= Text =
--------------------------------------------------
Joseph Smith Sr. und Josiah Stowell sagten aus, dass Joseph auf Anfragen, den Seherstein zu verwenden, nur eingegangen war, um Freunden zu helfen oder, im Fall von Stowell, um diesem und weiteren unter Vertrag stehenden Arbeitern beim Graben nach einem Schatz zu helfen. Stowell vertraute Joseph und wusste seine Arbeit zu schätzen. Joseph Sr. hoffte, sein Sohn würde die Gabe nicht missbrauchen, um nach irdischen Schätzen zu suchen, und betete darum, dass Gott dem jungen Mann seinen Willen offenbaren werde. Einige weitere Zeugen, die aussagten, glaubten an Josephs Fähigkeiten, andere wiederum nicht.4

Der Ausgang der Verhandlung bleibt ein Rätsel. Aus einem angeblichen Gerichtsprotokoll geht hervor, dass der Richter Joseph für schuldig befand. Ein Nachbar von Josiah Stowell behauptete, dass das Gericht Joseph zwar verurteilt, ihn wegen seines jungen Alters jedoch davonkommen lassen habe. Ein Freund des Richters, der behauptete, sich bei der Verhandlung Notizen gemacht zu haben, schrieb, dass der Richter Stowells Aussage gelten lassen und Joseph freigesprochen habe. Oliver Cowdery, der die Verhandlung nicht besucht hatte (er lernte Joseph Smith etwa drei Jahre später kennen), erwähnte das angesichts fehlender Dokumentation wahrscheinlichste Ergebnis, nämlich dass Joseph davon freigesprochen wurde, ein Ruhestörer zu sein.5

Anmerkungen

  1. „An Act for Apprehending and Punishing Disorderly Persons“, in: Laws of the State of New-York, Revised and Passed at the Thirty-Sixth Session of the Legislature, with Marginal Notes and References, Furnished by the Revisors, William P. Van Ness & John Woodworth, Esquires, Pursuant to the Act, Entitled „An Act for Publishing the Laws of this State“, Passed April 13th, 1813, 2 Bände, H. C. Southwick, Albany 1813, 1:114–117, insbesondere Absatz I

  2. Die vier Berichte sind: Abram W. Benton, „Mormonites“, Evangelical Magazine and Gospel Advocate, 2. Jahrgang, Nr. 15, 9. April 1831, Seite 120; William D. Purple, „Joseph Smith, the Originator of Mormonism“, Chenango Union, 30. Jahrgang, Nr. 33, 2. Mai 1877, Seite 3; „State of New York v. Joseph Smith“, in: Charles Marshall, „The Original Prophet“, Fraser’s Magazine, 7. Jahrgang, Nr. 38, Februar 1873, Seite 229f.; Oliver Cowdery, „Letter VIII“, Latter Day Saints’ Messenger and Advocate, 2. Jahrgang, Nr. 1, Oktober 1835, Seite 195–202.
--------------------------------------------------
= Datenauszüge =
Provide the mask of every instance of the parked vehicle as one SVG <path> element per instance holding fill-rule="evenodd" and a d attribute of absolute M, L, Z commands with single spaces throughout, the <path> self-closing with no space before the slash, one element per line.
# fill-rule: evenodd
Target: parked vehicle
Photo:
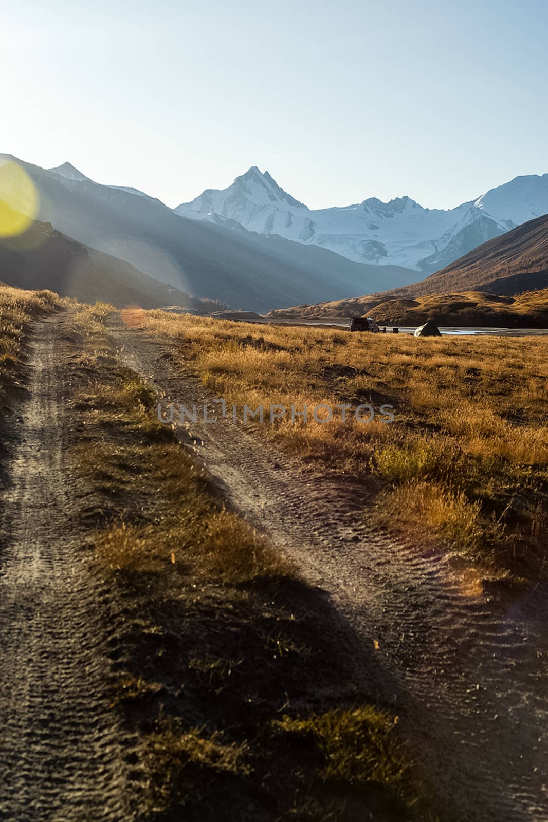
<path fill-rule="evenodd" d="M 353 316 L 350 323 L 351 331 L 371 331 L 378 334 L 380 328 L 371 316 Z"/>

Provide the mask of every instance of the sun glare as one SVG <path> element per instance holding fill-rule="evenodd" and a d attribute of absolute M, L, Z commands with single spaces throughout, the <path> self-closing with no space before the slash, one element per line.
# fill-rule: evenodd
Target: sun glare
<path fill-rule="evenodd" d="M 1 162 L 1 161 L 0 161 Z M 36 217 L 36 187 L 16 163 L 0 165 L 0 238 L 18 237 Z"/>

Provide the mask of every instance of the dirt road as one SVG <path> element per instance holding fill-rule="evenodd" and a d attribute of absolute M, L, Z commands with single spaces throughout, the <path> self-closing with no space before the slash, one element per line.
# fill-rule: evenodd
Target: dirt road
<path fill-rule="evenodd" d="M 67 411 L 70 314 L 37 324 L 0 496 L 0 819 L 128 817 L 109 610 L 89 572 Z"/>
<path fill-rule="evenodd" d="M 213 399 L 190 372 L 181 378 L 169 349 L 138 330 L 117 335 L 128 365 L 165 404 Z M 179 434 L 234 506 L 378 647 L 381 676 L 367 684 L 395 700 L 444 822 L 546 822 L 546 587 L 488 595 L 472 569 L 369 530 L 358 485 L 300 467 L 252 427 L 198 422 Z"/>

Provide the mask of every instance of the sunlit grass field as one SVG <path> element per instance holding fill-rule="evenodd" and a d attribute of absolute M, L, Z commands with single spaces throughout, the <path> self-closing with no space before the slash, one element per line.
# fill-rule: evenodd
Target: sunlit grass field
<path fill-rule="evenodd" d="M 0 399 L 17 379 L 30 322 L 61 302 L 53 291 L 21 291 L 0 284 Z"/>
<path fill-rule="evenodd" d="M 320 468 L 362 478 L 377 524 L 412 529 L 497 575 L 546 577 L 548 339 L 349 334 L 161 312 L 140 321 L 230 403 L 392 405 L 392 423 L 378 413 L 360 423 L 351 412 L 346 422 L 286 414 L 258 427 Z"/>

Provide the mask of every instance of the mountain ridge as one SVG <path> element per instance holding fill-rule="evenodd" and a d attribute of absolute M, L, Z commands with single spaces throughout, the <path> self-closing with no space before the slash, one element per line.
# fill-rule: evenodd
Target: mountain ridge
<path fill-rule="evenodd" d="M 223 220 L 217 224 L 188 219 L 160 200 L 3 156 L 34 181 L 39 194 L 38 219 L 182 292 L 218 299 L 232 308 L 262 312 L 414 279 L 412 271 L 401 266 L 379 270 L 328 249 L 241 227 L 235 230 Z"/>
<path fill-rule="evenodd" d="M 516 177 L 448 210 L 424 208 L 407 195 L 311 210 L 268 172 L 252 166 L 227 188 L 207 189 L 174 210 L 193 219 L 236 221 L 248 230 L 327 247 L 355 261 L 428 275 L 548 213 L 548 174 Z"/>

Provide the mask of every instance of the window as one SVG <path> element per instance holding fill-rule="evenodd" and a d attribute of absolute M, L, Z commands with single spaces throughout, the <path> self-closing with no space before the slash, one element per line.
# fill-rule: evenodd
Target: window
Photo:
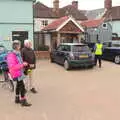
<path fill-rule="evenodd" d="M 71 51 L 71 47 L 69 45 L 60 45 L 57 49 L 58 51 Z"/>
<path fill-rule="evenodd" d="M 48 25 L 48 20 L 42 20 L 41 24 L 42 24 L 42 26 L 47 26 Z"/>
<path fill-rule="evenodd" d="M 106 23 L 103 23 L 102 26 L 103 26 L 104 29 L 107 29 L 107 24 Z"/>

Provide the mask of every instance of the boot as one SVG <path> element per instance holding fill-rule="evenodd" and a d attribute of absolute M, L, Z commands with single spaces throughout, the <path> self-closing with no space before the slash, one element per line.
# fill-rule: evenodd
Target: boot
<path fill-rule="evenodd" d="M 30 107 L 32 104 L 28 103 L 26 99 L 21 100 L 21 106 Z"/>
<path fill-rule="evenodd" d="M 20 98 L 19 98 L 19 96 L 16 96 L 16 97 L 15 97 L 15 103 L 16 103 L 16 104 L 19 104 L 19 103 L 20 103 Z"/>
<path fill-rule="evenodd" d="M 36 89 L 35 88 L 32 88 L 32 89 L 30 89 L 30 91 L 32 92 L 32 93 L 37 93 L 37 91 L 36 91 Z"/>

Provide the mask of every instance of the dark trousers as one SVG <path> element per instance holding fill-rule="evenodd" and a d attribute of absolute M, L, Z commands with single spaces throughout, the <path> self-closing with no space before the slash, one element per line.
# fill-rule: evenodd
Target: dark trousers
<path fill-rule="evenodd" d="M 21 98 L 25 97 L 25 85 L 23 80 L 18 81 L 17 80 L 17 85 L 16 85 L 16 95 L 21 95 Z"/>
<path fill-rule="evenodd" d="M 101 67 L 102 55 L 95 55 L 95 65 L 97 65 L 97 61 L 99 62 L 99 67 Z"/>

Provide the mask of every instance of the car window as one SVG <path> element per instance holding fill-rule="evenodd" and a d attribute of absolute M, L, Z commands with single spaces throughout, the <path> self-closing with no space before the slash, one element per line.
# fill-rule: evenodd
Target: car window
<path fill-rule="evenodd" d="M 74 45 L 72 47 L 73 52 L 84 52 L 84 51 L 90 51 L 90 48 L 86 45 Z"/>
<path fill-rule="evenodd" d="M 61 45 L 58 46 L 58 48 L 56 50 L 61 51 L 62 50 L 62 46 Z"/>
<path fill-rule="evenodd" d="M 5 52 L 5 48 L 3 46 L 0 46 L 0 53 Z"/>
<path fill-rule="evenodd" d="M 113 43 L 113 44 L 112 44 L 112 47 L 120 47 L 120 44 L 115 44 L 115 43 Z"/>
<path fill-rule="evenodd" d="M 70 48 L 71 47 L 69 45 L 60 45 L 57 50 L 58 51 L 70 51 L 71 50 Z"/>

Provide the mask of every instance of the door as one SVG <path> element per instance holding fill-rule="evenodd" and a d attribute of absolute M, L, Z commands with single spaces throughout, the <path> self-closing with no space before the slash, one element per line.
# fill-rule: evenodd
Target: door
<path fill-rule="evenodd" d="M 12 40 L 19 40 L 21 42 L 21 48 L 24 47 L 24 40 L 28 39 L 27 31 L 13 31 Z"/>

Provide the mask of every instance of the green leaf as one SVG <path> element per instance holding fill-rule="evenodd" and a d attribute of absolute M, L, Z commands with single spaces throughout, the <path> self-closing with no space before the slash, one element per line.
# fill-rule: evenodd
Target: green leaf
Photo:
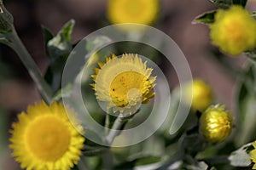
<path fill-rule="evenodd" d="M 208 0 L 216 5 L 218 8 L 228 8 L 233 4 L 232 0 Z"/>
<path fill-rule="evenodd" d="M 159 162 L 160 161 L 161 161 L 161 157 L 160 157 L 160 156 L 145 156 L 145 157 L 137 159 L 136 161 L 135 165 L 136 166 L 148 165 L 148 164 Z"/>
<path fill-rule="evenodd" d="M 42 26 L 43 34 L 44 37 L 44 47 L 47 47 L 48 42 L 51 40 L 54 36 L 53 34 L 45 27 Z M 46 55 L 49 56 L 48 48 L 45 48 Z"/>
<path fill-rule="evenodd" d="M 247 5 L 247 0 L 233 0 L 233 4 L 241 5 L 245 7 Z"/>
<path fill-rule="evenodd" d="M 237 105 L 237 134 L 235 140 L 237 145 L 254 139 L 256 123 L 253 117 L 256 116 L 256 67 L 249 63 L 244 72 L 243 80 L 238 87 Z"/>
<path fill-rule="evenodd" d="M 199 162 L 195 165 L 188 165 L 187 168 L 190 170 L 207 170 L 209 167 L 206 162 Z"/>
<path fill-rule="evenodd" d="M 250 157 L 247 152 L 247 150 L 252 144 L 247 144 L 241 146 L 240 149 L 232 152 L 229 156 L 230 164 L 234 167 L 247 167 L 251 164 Z"/>
<path fill-rule="evenodd" d="M 8 34 L 13 31 L 13 15 L 5 8 L 3 2 L 0 2 L 0 33 Z"/>
<path fill-rule="evenodd" d="M 111 42 L 111 40 L 105 36 L 99 36 L 96 37 L 93 37 L 92 39 L 89 39 L 86 42 L 85 48 L 87 51 L 91 52 L 98 48 L 99 47 L 103 46 L 104 44 L 108 44 Z"/>
<path fill-rule="evenodd" d="M 216 14 L 216 10 L 206 12 L 194 20 L 193 23 L 201 23 L 201 24 L 212 24 L 214 22 L 214 15 Z"/>
<path fill-rule="evenodd" d="M 50 84 L 51 88 L 56 93 L 61 88 L 62 72 L 67 57 L 73 48 L 71 42 L 71 34 L 74 26 L 74 20 L 71 20 L 56 36 L 46 28 L 43 28 L 45 51 L 49 59 L 49 65 L 45 73 L 44 78 Z"/>
<path fill-rule="evenodd" d="M 115 167 L 115 169 L 132 169 L 136 166 L 153 164 L 160 162 L 162 158 L 160 156 L 144 156 L 120 163 Z"/>

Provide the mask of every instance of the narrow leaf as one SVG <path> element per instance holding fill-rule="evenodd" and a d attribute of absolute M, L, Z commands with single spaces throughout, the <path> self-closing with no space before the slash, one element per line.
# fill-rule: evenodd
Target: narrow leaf
<path fill-rule="evenodd" d="M 218 8 L 228 8 L 233 4 L 232 0 L 208 0 L 216 5 Z"/>
<path fill-rule="evenodd" d="M 247 0 L 233 0 L 233 4 L 241 5 L 245 7 L 247 5 Z"/>
<path fill-rule="evenodd" d="M 192 21 L 193 24 L 201 23 L 201 24 L 212 24 L 214 22 L 214 15 L 216 10 L 206 12 L 197 17 Z"/>

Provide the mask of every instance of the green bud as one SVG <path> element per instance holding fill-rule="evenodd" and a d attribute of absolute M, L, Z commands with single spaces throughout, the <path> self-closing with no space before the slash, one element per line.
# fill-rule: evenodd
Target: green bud
<path fill-rule="evenodd" d="M 0 33 L 5 34 L 11 32 L 13 29 L 14 18 L 12 14 L 8 12 L 0 0 Z"/>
--------------------------------------------------
= Aufgaben =
a - Beantworte zu dem Text über die Verhandlung gegen Joseph Smith die folgenden Fragen:
(i) Worum betete Joseph Smith Sr.?
(ii) Weshalb ließ das Gericht Joseph laut einem Nachbarn von Josiah Stowell davonkommen?
(iii) Wie viel später als die Verhandlung lernte Oliver Cowdery Joseph Smith kennen?
b - Führe den Text über die Verhandlung gegen Joseph Smith im Anschluss an seinen letzten Satz weiter.

= Lösungen =
a -
(i) Er betete darum, dass Gott dem jungen Mann seinen Willen offenbaren werde.
(ii) Wegen seines jungen Alters.
(iii) Etwa drei Jahre später.

b -
    Abram Benton lebte in der Nähe von Josiah Stowells Farm, aber es ist unklar, ob er die Verhandlung besuchte. William Purple behauptete, dass er und Richter Neely gute Freunde seien und der Richter ihn gebeten habe, sich bei der Verhandlung Notizen zu machen. Charles Marshall sagte, dass er das Gerichtsprotokoll von der Nichte des Richters, Emily Pearsall, erhalten habe. Pearsall wird in Marshalls Bericht nicht namentlich erwähnt, aber ihre Identität wird in der Zeitschrift Utah Christian Advocate, 2. Jahrgang, Nr. 13, Januar 1886, Seite 1, bestätigt. Im Utah Christian Advocate wird zudem erwähnt, dass Pearsall die Seiten aus dem Prozesslistenbuch des Richters herausriss, wohingegen es in Marshalls Bericht in der Zeitschrift Fraser’s Magazine heißt, dass Pearsall die Akten an Marshall auslieh und er davon die Verhandlungsberichte abschrieb. Richter Neelys Prozesslistenbuch und die Seiten, die Pearsall angeblich entfernte, sind nicht erhalten geblieben. Oliver Cowdery erwähnte nicht, woher er seine Informationen zu der Verhandlung bezogen hatte, aber es ist gut möglich, dass er von einem der Hauptbeteiligten Einzelheiten erfahren hatte und dessen Beobachtungen dann wiedergab.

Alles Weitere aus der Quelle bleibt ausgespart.